- Work required: Starting at the line containing "The pointer SHOULD provide one marker per instance of the pile" and ending at the last line, can you reproduce every line, requests included, with each coordinate in the pointer outputs scaled by 1.65 and rounded to a whole number, halves up? Keep the coordinates in the requests and their format samples as they are.

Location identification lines

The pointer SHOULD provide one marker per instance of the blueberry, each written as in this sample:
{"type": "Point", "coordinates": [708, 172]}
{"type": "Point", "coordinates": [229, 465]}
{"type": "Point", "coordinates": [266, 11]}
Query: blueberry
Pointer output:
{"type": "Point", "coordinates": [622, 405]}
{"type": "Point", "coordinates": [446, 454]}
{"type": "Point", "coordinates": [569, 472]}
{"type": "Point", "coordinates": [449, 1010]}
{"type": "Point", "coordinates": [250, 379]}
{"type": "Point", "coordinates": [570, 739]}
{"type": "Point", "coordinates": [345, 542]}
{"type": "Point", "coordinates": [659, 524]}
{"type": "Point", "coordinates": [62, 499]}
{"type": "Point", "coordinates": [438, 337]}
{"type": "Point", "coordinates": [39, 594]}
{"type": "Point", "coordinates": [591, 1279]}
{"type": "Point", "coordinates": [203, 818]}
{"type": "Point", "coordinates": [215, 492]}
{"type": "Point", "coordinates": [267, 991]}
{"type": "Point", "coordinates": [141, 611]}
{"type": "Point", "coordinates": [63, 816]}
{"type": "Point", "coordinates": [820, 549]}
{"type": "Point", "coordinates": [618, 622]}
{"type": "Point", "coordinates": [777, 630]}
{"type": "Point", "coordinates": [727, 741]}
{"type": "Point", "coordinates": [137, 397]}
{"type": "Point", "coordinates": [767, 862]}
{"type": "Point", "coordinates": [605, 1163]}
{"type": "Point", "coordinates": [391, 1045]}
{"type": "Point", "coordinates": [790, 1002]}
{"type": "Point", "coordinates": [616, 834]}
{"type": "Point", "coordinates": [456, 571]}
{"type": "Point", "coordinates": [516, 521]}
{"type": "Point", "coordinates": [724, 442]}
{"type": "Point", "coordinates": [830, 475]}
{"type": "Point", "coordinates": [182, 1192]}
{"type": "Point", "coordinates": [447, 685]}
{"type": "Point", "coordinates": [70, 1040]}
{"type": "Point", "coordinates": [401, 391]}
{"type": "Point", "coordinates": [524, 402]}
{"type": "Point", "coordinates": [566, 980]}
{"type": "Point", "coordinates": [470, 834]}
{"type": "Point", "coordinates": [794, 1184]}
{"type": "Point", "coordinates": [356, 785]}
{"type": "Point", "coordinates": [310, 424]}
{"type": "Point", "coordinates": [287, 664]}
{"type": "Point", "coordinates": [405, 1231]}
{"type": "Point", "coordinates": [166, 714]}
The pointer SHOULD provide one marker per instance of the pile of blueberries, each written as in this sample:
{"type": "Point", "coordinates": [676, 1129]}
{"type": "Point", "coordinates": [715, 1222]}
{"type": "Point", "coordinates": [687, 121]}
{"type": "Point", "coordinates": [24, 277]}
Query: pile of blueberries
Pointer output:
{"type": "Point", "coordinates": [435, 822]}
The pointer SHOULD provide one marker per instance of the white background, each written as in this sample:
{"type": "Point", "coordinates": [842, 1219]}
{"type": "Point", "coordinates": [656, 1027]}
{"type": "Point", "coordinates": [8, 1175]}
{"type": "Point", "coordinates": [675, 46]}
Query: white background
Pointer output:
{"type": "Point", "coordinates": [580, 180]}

- Correct answer:
The pointer SHOULD provide one marker per instance of the pile of blueberries, each written as in this sample:
{"type": "Point", "coordinates": [676, 1129]}
{"type": "Point", "coordinates": [715, 1222]}
{"type": "Point", "coordinates": [687, 121]}
{"type": "Point", "coordinates": [24, 277]}
Query: pile of blueberries
Pointer output:
{"type": "Point", "coordinates": [718, 1356]}
The pointer SHOULD provide one marker per instance of the white background, each written as in this sample:
{"type": "Point", "coordinates": [842, 1219]}
{"type": "Point", "coordinates": [656, 1027]}
{"type": "Point", "coordinates": [8, 1175]}
{"type": "Point", "coordinates": [675, 46]}
Query: white background
Pointer output:
{"type": "Point", "coordinates": [957, 297]}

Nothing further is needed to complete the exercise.